Directions:
1. In the devotional on John 1, rewrite the paragraph that begins "But alas, Simon is far from" more briefly, keeping its main facts.
2. Edit the part of the devotional on John 1 that opens with the words containing "Unfathomed depth, unmeasured" and closes with "of his life!", changing "watch-care" to "watchful care".
3. Pick up the devotional on John 1 after its final sentence and continue it.

Introduction: It is good to return to the mighty, saving work of Jesus on the Cross – as that work is the focus of John’s Gospel. After all, it is Christ’s commitment to living out the agony of His calling as the Suffering Servant which makes Christ the object of our faith: from His birth to His death, and all events in between! Let us make sure, then, that we grasp Christ’s dying love as the primary motivator for living the Christian life.

Mon/Tues: read John 1:42-45. We left Jesus in John 1 meeting Peter for the first time in John 1:42. What a meeting it was! Christ’s mighty determination to make Peter a rock in building His church is clear from the way in which Jesus gazes upon the one called Simon in verse 42. As Christ ‘beheld’ (KJV) Simon, He already knew how He would effectually call, convert, correct, chastise, humble and sanctify this fisherman, changing him to be the man whom He would call ‘Cephas’, (Peter), meaning rock (Matthew 16:17-20). On this ‘rock’ of his confessing Jesus to be the ‘Christ, Son of the living God’, God would build Peter’s life into something spiritually sound and foundational for the church’s future.

But alas, Simon is far from what Christ would make him to be in John 1:42. There are many failings on Simon’s part, and many rebukes upon his head which are to come later in the Gospel accounts. How beautiful it is, therefore, to see Christ behold him so lovingly… (even as, with the same verb of gazing used of Christ’s loving look in Mark 10:21, Christ looks upon Peter as He looks upon the rich young ruler: in his profound need for spiritual transformation and deliverance from sinful pride and blindness).

Meditate and Pray: Praise God for giving us a Savior who is omniscient in His understanding of our heart condition, our profound blindness and our daily need for His saving power! His eyes truly ‘burn’ with a holy love for His people, even as John describes our Ascended Savior in Revelation 2:18-19. He knows what makes us tick, and also what makes us soul-sick! Oh, may He search us and know us, and see if there be any wicked way in us, and then cleanse us in the way everlasting! (Psalm 139:23-24). Sing about God’s intimate knowledge of your life with the words of hymn # 36:

Lord, Thou hast searched me and dost know

Where’er I rest, where’er I go;

Thou knowest all that I have planned,

And all my ways are in Thy hand.

My words from Thee I cannot hide;

I feel Thy power on every side;

O wondrous knowledge, awful might,

Unfathomed depth, unmeasured height!

Wednesday: read John 1:42-45 and Job 7:17-20. Just as our Lord sovereignly gazed upon Peter, and in that gaze revealed His determination to claim Peter’s life for His own purposes, so God the Father is characterized in Job 7:20 as a ‘watcher’… with continual vigilance over each of His children – even over Job in all his trials and suffering. Though Job complains against God’s watch-care, his very complaint in Job 7:17-19 is proof of God’s intimate knowledge of every detail of his life!

Meditate and Pray: Give thanks that God never turns his eyes away from believers in Scripture, even when they bitterly disappointed Him either by their unbelieving complaints or their outright denial of His Lordship. Give thanks especially that it was the gaze of Jesus which reclaimed Peter from his words of betrayal in Luke 22:61! Truly God’s eyes range throughout the earth to save His own when they are about to fall forever!

Data provided:
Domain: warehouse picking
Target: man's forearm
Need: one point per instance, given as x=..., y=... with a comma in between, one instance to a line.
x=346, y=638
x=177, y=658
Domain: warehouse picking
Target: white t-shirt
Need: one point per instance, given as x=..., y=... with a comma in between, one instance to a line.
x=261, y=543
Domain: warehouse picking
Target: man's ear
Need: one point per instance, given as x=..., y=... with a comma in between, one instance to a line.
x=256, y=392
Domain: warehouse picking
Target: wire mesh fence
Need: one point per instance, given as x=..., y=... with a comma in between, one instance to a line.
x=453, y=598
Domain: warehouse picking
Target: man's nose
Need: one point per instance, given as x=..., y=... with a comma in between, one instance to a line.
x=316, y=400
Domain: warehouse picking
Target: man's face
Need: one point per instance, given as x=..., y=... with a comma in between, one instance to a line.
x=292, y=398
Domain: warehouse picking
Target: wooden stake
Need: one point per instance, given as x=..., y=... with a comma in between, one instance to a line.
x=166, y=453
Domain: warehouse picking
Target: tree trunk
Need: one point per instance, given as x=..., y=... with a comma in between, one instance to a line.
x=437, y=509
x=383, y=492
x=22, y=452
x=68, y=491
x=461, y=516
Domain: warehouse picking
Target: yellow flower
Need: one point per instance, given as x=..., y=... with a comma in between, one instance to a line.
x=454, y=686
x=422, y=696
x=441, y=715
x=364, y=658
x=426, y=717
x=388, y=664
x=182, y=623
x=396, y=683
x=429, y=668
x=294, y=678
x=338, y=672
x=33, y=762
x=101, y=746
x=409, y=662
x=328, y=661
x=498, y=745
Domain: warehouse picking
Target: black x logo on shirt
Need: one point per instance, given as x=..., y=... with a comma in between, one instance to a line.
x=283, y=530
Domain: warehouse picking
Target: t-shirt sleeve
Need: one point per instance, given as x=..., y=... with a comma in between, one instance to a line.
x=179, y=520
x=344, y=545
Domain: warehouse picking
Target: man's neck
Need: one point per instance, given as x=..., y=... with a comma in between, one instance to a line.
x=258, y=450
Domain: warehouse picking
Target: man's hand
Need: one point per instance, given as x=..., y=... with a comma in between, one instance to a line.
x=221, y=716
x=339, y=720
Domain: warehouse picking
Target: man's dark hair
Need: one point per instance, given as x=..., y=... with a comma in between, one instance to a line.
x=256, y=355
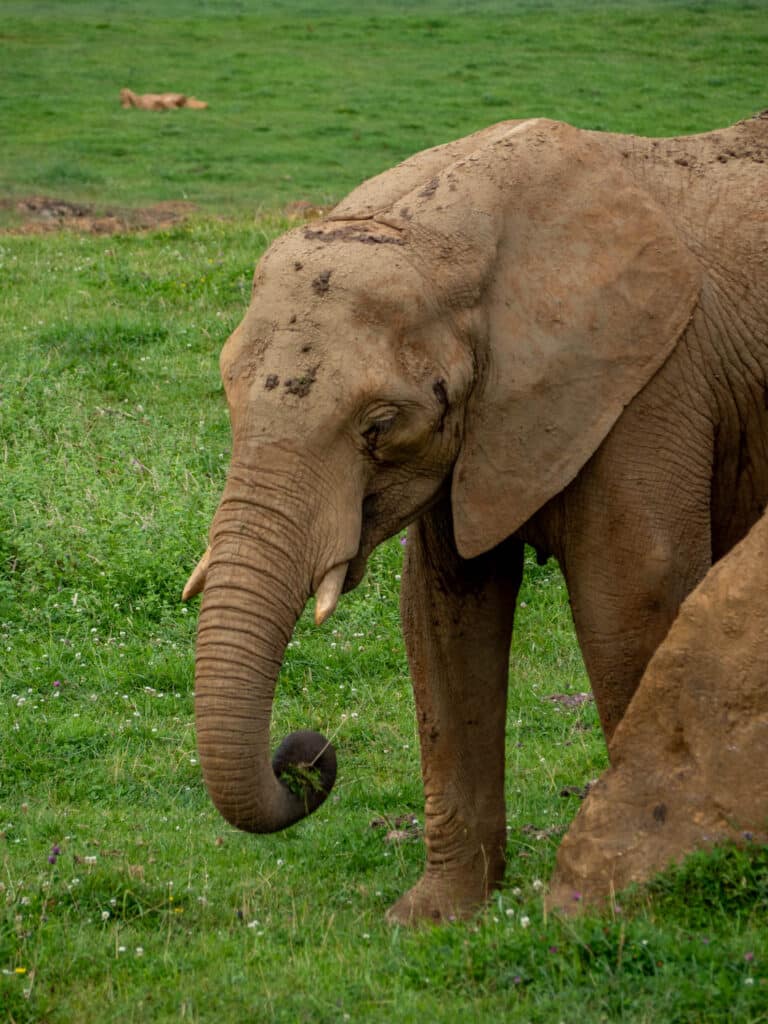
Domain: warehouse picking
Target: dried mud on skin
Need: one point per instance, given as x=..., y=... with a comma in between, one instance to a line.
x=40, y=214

Answers to the exercise:
1. In John 1:42, Simon is still far from the man Christ will make him. Later Gospel accounts record many of his failings and many rebukes. Even so, Christ looks on him lovingly. The same verb of gazing appears in Mark 10:21 for Christ's look at the rich young ruler. Christ sees Peter's deep need for spiritual transformation and for deliverance from sinful pride and blindness.

2.
Unfathomed depth, unmeasured height!

Wednesday: read John 1:42-45 and Job 7:17-20. Just as our Lord sovereignly gazed upon Peter, and in that gaze revealed His determination to claim Peter’s life for His own purposes, so God the Father is characterized in Job 7:20 as a ‘watcher’… with continual vigilance over each of His children – even over Job in all his trials and suffering. Though Job complains against God’s watchful care, his very complaint in Job 7:17-19 is proof of God’s intimate knowledge of every detail of his life!

3.
Thursday: read John 12:25-33. The omniscience of God over our lives is a comfort, and a wonder to us, even as it was to the Psalmist in Psalm 139:6. Simply knowing that God the Father will never lose track of us, and will never fail to be there in control of every situation we face, is a great stabilizing factor in our lives.

But for Jesus, the holy eye of God becomes a fearful thing in John’s Gospel. As He walks the road to calvary, He increasingly experiences the searching judgment of the Father as He takes our place, and carries the burden and guilt of our sins to the Cross. This is why, on the way to the Cross, our Lord becomes increasingly troubled by what He faces. For example, see when Jesus says in John 12:27: “Now my heart is troubled…”. This word, “troubled,” means agitation, disquiet or perplexity and 3 times describes Jesus’ upset in the face of death: John 11:33, 12:27 & 13:21. As Warfield says of this troubling of Jesus’ soul, this word “always expresses the emotions which conflict with death stirred in Him.”

Meditate and Pray: Thank Jesus that He faced death as the curse due us for sin with a painful, serious commitment. He viewed it as an enemy to be overcome. Even more, thank Him that He not only was deeply troubled at His own upcoming death on the cross – He was also compassionately concerned with what death meant for others. In John 11:33-35, Jesus is disturbed even to tears at the grief which Lazarus’ death caused. In the same way, thank Jesus for His determination to die to destroy the hold which the fear of death has over us. Now we need not fear dying: it is safe for us because Jesus took so much trouble to die in our place! See also Hebrews 2:14-15.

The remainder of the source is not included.